TASKS FOR THIS EXERCISE:
• 1. Pull the stretch from "So there are" through "is also significant." out of the broadcasting anniversary post, word for word.
• 2. Write a continuation of the broadcasting anniversary post that picks up after its last sentence.

SOURCE:
++++
SEEMS LIKE IT WAS ONLY YESTERDAY….
So there are two important anniversaries occurring this month. The most important, of course, is my 24th wedding anniversary to my wonderful wife Amandah. But the other is also significant.
It was 40 years ago this month when we packed up the family car with my stereo, record albums, a suitcase of clothes and a few other things as my father and I drove up to Sault Ste Marie, Ontario to start my broadcasting career. After sending out multiple tapes and resumes, I was off to do the evening shift at CFYN AM. Even though I had aspirations of working at a cool FM rock station, I had to start somewhere, even for a whopping $500 a month. My friends thought I was insane. Many of them were sure I would be enrolling in a theatre program or hitting the stage at Second City or Yuk Yuks. Why on earth did I want to do radio? I didn’t see it that way…I was getting a chance to do something I wanted to do. A couple of days later, we arrived and found a place to live…a small room in a house near the Algoma Steel Plant. I remember my Dad waking up early the next morning to say goodbye to me. Half asleep, I gave him a hug and he was on his way back home…and for brief moment, I found myself now alone…on my own. In that moment, I thought ‘What happens now? How is this going to go? What am I doing? Are my friends right, am I really insane?’
Once that feeling subsided, I went off to my first shift. That was followed by nearly a year there where I moved from evenings to mid-days and finally to afternoon drive. Then I was off to Saskatoon to work in the format I always wanted to do, FM rock radio. Five great years there were followed by an ownership & format change and another not so great 2 and half years before they had enough of me and I of them. Shortly after that, I found myself in the world of television at the newly launched STV. As strange as it my seem now. television was never on my radar. But here I was, with the same thought in my head from nearly 10 years earlier…’How is this going to go?’
As it turns out, I’m glad I didn’t know, because I could never have imagined how it was going to be so fulfilling, compelling, challenging, at times frustrating but always rewarding this journey was going to be. Along the way, I’ve met and worked with some incredible people. I’ve met the famous, not so famous and people who deserve to be more famous than they actually are. I’ve met some long time heroes and new ones. I’ve got to travel places I never thought I would be. I’ve performed in some great studios, stages and settings…been involved with some great productions. I’ve been part of some great fundraising campaigns and programs for some great causes and institutions. I flown with the Snowbirds and done live broadcasts from vineyards in France. I’ve been through 5 or 6 different corporate and ownership restructurings as well as numerous ‘changes in direction.’ I worked at 4 different TV stations in one building, I’ve been asked to leave buildings 3 times and watched helplessly when others were asked to leave. I’ve seen changes in technology, strategy and philosophy through the entire industry that, even now, it is still trying to come to terms with. But most of all, I have learned so much about myself, much more than I could ever imagine when I was sitting in the dark in that room in Sault Ste Marie.
++++
PROVIDED DATA:
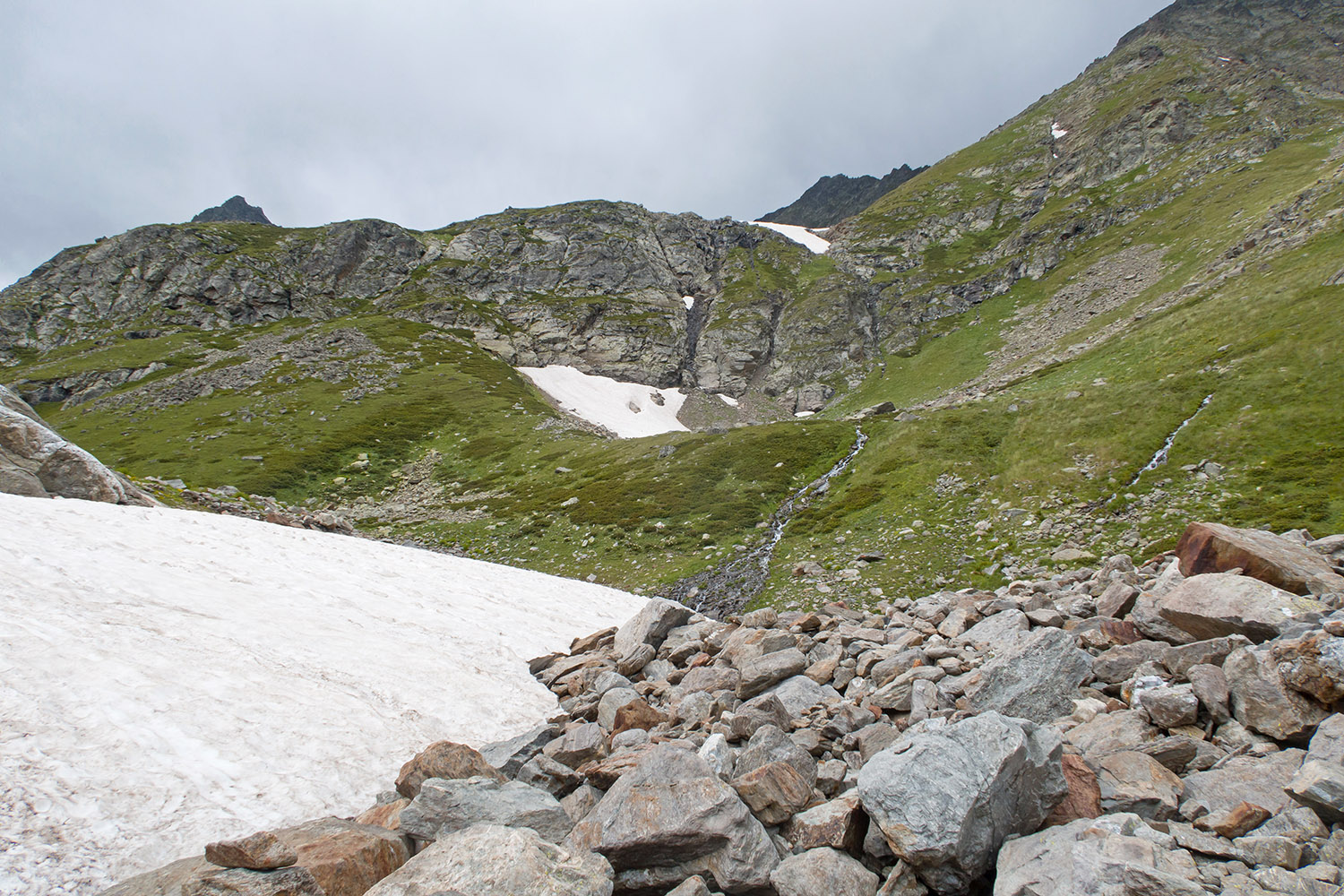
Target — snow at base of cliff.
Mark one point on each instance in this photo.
(798, 236)
(171, 677)
(629, 410)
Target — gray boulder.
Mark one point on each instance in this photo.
(672, 817)
(1109, 856)
(948, 797)
(1217, 605)
(823, 871)
(650, 625)
(491, 860)
(1032, 677)
(448, 805)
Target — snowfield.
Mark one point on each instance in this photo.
++++
RESPONSES PER TASK:
• 1.
So there are two important anniversaries occurring this month. The most important, of course, is my 24th wedding anniversary to my wonderful wife Amandah. But the other is also significant.

• 2.
Would I do it all again? Hell yes…even the $500 a month ( which I should say I make a lot more than that now). I know this a time of great angst and doubt in broadcast media these days. They way we get and receive information and entertainment is still something the traditional broadcasters are trying to keep up with, while the corporations who own and operate media keep their eyes on the bottom line. Many people who have been doing this as long as I have are now questioning if its all still worth it, while many who aspire to get in are now getting cold feet. I’m often asked nowadays whether I would encourage anyone to take up this profession. My answer again is…hell yes! There will be challenging moments and times when you doubt not only those around you but also yourself, but that happens to anyone in any profession. Broadcasting and media not only in this country but around the world needs new people with fresh ideas to help it evolve and change with how we communicate and get our information and entertainment. I think its up to everyone in the industry now to develop and encourage this.
I would also tell anyone who wants to do this is to always trust yourself and be yourself. Over the years, I have had many people tell me how to act, sound, emote and express myself. Yes, you can take some direction here and there, but in the end, it all comes down to being genuine and true to yourself. I’ve been put in situations where they’ve tried to turn me into someone I wasn’t. Needless to say, it didn’t work, even when it meant I was out of work. Now, forty years later, I can say I’m enjoying myself more than I ever have in my entire career. I’m still challenged every day, I’m still enjoying every day and I’m still thankful every day.
And I’m not done yet!
Oh…and Happy Anniversary, honey!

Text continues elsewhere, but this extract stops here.